Copy all the rows below again, requests included, with every point coordinate in the polygon outlines multiplied by 1.75 and rounded to a whole number, halves rounding up. Leave the pictures out.
==*==
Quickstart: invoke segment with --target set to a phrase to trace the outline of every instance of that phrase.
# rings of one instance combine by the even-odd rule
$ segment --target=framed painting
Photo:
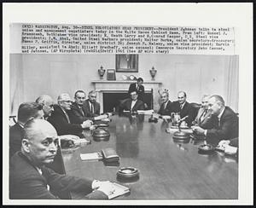
[[[137,72],[138,55],[116,55],[115,66],[117,72]]]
==*==
> **Full response**
Quickstart: invoke segment with --target set to a phrase to trace the outline of every instance of that phrase.
# rings of one instance combine by the even-odd rule
$ segment --target=framed painting
Photo:
[[[240,126],[242,96],[203,96],[201,116],[205,126]]]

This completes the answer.